> _What to work on_: Below are records; quote them exactly from the first line through the line that contains "Target: small round fruit".

> _Input for this task_:
*** Block opens ***
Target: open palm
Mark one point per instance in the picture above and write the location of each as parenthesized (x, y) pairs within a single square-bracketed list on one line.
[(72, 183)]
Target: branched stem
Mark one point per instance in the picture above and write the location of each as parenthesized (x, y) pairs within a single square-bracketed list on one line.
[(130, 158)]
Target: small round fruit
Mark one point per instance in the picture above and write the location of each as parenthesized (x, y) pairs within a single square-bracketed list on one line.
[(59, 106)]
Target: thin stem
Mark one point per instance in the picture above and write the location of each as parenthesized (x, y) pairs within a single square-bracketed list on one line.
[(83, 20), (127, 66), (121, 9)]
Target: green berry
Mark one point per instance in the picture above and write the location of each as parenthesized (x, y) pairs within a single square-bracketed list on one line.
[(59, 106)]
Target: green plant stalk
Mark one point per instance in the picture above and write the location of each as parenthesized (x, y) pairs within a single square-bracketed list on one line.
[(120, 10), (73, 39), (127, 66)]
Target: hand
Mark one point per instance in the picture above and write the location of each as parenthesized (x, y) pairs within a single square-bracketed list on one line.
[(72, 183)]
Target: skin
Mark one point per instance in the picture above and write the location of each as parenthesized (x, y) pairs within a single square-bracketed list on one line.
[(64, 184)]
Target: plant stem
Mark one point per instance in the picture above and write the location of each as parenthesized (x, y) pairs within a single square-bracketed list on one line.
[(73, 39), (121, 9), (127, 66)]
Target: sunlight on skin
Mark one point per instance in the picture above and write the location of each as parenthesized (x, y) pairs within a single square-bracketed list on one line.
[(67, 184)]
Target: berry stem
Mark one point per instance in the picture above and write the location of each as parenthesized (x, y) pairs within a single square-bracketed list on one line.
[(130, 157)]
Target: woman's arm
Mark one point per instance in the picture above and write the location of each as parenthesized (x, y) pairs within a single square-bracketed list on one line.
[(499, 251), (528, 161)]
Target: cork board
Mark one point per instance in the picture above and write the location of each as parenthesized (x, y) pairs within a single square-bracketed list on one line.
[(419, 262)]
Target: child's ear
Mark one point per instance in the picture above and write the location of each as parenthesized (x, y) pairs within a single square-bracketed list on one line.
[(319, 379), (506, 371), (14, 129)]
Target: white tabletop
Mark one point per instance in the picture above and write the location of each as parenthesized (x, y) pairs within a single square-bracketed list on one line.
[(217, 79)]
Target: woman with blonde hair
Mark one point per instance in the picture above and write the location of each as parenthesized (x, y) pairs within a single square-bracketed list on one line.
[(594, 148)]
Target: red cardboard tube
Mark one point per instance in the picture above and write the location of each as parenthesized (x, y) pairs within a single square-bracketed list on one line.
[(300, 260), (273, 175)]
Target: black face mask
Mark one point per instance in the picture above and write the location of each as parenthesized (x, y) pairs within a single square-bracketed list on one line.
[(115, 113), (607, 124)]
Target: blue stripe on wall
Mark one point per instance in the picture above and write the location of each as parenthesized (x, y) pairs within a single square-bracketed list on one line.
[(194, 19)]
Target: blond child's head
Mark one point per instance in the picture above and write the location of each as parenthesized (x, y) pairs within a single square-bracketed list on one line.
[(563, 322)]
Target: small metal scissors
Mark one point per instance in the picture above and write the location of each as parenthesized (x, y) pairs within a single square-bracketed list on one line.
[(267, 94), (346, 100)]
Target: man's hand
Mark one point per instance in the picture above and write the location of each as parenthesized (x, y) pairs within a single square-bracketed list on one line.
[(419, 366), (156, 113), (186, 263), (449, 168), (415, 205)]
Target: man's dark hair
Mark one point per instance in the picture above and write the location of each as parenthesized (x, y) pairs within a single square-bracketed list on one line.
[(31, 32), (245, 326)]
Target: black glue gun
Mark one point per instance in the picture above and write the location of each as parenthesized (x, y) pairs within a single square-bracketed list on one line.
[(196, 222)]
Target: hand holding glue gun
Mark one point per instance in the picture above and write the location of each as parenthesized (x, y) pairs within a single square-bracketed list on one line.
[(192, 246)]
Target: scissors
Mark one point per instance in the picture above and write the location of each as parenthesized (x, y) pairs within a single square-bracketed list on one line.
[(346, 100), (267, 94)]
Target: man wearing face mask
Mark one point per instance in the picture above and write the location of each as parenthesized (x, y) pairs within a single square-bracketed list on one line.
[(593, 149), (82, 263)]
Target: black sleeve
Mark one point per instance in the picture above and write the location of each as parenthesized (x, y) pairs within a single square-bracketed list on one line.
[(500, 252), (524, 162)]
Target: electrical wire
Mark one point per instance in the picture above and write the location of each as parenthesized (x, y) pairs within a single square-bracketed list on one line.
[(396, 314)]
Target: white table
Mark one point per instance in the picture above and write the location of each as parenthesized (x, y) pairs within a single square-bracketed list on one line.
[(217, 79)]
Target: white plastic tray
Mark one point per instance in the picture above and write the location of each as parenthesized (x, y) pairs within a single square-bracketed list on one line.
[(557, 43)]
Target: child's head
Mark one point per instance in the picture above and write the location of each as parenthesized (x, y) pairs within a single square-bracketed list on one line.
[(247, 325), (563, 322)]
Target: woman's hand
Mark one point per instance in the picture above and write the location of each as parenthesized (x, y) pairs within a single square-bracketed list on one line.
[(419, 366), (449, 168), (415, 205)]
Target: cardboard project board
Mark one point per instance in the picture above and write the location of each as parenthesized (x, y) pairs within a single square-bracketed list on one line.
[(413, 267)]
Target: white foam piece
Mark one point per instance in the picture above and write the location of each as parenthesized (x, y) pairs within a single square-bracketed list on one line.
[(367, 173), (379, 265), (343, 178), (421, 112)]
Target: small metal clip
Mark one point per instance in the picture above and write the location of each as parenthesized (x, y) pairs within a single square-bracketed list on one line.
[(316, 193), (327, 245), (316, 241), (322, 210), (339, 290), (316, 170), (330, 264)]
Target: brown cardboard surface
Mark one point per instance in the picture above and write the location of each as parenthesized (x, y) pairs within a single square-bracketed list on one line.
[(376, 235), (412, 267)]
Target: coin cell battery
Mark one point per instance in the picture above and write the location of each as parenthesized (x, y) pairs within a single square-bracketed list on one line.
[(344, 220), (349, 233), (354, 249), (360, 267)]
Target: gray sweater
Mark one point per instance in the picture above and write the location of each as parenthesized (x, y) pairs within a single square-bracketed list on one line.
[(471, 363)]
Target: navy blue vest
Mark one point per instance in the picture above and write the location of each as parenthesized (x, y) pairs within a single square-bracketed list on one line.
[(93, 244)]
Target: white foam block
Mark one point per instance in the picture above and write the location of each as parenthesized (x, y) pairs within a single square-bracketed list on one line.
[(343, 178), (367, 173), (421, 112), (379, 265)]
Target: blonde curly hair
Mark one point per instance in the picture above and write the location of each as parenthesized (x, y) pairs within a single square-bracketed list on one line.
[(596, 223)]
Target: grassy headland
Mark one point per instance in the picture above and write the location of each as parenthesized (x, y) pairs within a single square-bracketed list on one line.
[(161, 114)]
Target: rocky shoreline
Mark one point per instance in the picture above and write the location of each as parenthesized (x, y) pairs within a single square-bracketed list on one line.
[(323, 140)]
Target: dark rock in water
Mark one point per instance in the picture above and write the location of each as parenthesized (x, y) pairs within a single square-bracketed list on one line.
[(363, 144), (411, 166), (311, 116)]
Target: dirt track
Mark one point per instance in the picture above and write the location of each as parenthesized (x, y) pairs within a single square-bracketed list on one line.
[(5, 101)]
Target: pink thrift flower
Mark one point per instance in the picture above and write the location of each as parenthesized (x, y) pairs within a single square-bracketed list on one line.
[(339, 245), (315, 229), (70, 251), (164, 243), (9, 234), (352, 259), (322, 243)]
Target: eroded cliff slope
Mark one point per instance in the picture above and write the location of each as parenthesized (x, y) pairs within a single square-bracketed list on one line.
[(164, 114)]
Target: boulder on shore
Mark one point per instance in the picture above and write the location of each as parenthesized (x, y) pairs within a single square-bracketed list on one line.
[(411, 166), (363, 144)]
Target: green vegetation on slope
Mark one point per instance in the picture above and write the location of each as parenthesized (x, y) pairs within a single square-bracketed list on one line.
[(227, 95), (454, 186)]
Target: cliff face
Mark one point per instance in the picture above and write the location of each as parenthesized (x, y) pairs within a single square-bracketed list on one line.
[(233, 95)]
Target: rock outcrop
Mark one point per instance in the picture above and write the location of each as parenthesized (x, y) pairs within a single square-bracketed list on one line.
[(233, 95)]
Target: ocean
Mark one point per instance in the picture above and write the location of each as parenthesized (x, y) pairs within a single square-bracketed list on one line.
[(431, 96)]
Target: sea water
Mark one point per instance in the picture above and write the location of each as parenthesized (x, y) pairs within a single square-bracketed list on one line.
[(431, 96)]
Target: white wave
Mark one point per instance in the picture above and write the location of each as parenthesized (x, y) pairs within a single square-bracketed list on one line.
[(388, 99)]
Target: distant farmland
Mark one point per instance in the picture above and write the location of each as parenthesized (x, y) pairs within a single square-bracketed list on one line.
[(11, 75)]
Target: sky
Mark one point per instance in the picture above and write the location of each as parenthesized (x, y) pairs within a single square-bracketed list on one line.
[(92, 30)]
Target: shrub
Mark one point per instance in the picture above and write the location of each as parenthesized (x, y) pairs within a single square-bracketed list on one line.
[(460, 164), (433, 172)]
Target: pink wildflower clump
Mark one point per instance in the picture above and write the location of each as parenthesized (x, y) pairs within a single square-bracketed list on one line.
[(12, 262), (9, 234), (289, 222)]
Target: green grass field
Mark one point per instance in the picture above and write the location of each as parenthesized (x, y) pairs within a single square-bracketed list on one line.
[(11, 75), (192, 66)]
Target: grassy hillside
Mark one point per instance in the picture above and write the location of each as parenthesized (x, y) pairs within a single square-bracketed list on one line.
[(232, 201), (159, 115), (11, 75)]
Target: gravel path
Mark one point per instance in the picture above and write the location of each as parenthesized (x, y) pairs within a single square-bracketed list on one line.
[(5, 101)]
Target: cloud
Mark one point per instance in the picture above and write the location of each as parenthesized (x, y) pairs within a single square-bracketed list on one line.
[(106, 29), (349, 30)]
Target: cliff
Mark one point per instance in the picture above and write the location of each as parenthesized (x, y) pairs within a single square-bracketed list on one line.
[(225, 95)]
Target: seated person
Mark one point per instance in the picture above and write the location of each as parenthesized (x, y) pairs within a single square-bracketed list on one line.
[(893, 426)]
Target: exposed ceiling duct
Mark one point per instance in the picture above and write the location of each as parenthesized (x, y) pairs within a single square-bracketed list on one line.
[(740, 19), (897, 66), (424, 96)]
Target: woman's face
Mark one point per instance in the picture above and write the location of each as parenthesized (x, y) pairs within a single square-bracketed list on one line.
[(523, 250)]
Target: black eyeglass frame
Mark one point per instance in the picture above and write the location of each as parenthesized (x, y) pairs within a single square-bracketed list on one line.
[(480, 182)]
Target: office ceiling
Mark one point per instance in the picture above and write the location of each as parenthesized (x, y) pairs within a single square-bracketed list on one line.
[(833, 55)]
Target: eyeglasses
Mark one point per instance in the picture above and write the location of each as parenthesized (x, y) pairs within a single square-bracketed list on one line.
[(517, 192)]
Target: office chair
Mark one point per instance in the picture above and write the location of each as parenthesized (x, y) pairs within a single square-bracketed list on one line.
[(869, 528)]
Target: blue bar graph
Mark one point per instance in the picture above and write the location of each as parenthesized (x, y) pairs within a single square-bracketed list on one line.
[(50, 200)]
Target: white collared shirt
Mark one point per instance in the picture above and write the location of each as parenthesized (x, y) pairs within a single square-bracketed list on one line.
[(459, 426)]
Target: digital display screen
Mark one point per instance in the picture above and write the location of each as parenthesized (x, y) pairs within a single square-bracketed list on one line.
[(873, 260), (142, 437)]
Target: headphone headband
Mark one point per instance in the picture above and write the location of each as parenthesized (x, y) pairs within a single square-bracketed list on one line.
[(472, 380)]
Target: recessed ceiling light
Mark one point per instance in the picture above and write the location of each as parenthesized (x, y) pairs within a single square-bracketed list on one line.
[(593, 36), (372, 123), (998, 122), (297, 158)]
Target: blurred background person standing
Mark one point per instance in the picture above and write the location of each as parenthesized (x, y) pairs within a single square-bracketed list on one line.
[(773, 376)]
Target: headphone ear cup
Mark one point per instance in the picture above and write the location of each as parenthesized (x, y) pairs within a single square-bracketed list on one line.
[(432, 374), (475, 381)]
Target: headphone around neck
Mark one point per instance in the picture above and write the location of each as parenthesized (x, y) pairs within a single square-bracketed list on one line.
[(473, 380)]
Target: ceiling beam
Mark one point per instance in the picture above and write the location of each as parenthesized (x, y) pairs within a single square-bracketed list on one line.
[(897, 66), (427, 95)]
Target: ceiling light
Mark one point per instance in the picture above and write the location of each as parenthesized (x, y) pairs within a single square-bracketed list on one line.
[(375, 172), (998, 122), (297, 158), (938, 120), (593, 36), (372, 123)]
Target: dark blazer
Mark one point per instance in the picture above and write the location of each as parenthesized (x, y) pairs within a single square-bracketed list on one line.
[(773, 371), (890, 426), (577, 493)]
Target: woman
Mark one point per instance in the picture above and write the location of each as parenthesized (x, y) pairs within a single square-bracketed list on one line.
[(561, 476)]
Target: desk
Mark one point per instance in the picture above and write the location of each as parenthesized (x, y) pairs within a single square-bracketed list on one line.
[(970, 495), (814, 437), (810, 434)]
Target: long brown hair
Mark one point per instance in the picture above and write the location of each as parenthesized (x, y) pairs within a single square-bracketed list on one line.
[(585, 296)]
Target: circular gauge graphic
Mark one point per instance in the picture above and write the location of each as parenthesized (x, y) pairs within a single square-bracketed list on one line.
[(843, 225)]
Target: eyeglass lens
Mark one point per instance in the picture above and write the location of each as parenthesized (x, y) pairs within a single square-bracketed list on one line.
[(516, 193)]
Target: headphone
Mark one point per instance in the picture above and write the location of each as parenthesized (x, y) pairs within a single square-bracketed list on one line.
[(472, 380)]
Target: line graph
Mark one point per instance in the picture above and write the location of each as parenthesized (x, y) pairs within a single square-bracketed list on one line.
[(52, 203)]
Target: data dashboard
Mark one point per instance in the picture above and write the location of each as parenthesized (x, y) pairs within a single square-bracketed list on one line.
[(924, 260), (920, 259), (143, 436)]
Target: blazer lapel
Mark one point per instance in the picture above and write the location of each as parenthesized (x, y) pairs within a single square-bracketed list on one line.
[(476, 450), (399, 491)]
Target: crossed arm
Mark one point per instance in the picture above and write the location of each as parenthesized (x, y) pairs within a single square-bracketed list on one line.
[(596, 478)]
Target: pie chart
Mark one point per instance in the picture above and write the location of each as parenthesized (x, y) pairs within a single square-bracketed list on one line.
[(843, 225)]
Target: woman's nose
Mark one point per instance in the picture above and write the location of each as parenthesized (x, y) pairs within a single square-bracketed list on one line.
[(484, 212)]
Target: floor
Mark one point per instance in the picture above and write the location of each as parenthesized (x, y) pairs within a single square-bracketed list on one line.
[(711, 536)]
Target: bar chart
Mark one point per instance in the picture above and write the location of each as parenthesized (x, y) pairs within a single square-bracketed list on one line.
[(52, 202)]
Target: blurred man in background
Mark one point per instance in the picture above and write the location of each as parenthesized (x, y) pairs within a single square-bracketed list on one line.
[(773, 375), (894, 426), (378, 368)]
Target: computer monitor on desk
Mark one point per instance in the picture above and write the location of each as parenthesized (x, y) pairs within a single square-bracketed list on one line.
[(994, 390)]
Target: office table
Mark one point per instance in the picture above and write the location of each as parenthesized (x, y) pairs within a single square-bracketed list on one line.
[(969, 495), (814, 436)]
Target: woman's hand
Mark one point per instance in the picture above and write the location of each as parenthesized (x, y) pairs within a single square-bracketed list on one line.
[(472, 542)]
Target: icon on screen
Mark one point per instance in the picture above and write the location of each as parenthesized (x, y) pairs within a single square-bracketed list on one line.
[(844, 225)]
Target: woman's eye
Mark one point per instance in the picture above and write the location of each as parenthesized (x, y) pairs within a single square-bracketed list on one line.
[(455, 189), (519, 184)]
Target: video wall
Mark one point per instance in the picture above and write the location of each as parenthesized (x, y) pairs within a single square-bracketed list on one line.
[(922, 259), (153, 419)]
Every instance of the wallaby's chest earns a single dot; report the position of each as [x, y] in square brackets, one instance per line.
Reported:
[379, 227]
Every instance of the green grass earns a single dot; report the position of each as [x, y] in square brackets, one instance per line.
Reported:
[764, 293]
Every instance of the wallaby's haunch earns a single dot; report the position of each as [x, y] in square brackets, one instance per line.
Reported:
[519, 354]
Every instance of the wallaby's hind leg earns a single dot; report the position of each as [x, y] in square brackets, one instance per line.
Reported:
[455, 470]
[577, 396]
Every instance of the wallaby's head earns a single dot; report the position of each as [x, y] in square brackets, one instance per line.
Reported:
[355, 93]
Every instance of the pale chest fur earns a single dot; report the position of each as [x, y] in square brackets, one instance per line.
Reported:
*** Block closes ***
> _Output of the exercise_:
Target: open palm
Mark one point per instance in the picture above and write the location of each as parenthesized (x, y) pairs within a single square-bracketed list on one line.
[(72, 183)]
Target: branched stem
Mark one point per instance in the picture above and write the location of each as parenthesized (x, y) pairs within a single square-bracketed list on one line.
[(130, 158)]
Target: small round fruit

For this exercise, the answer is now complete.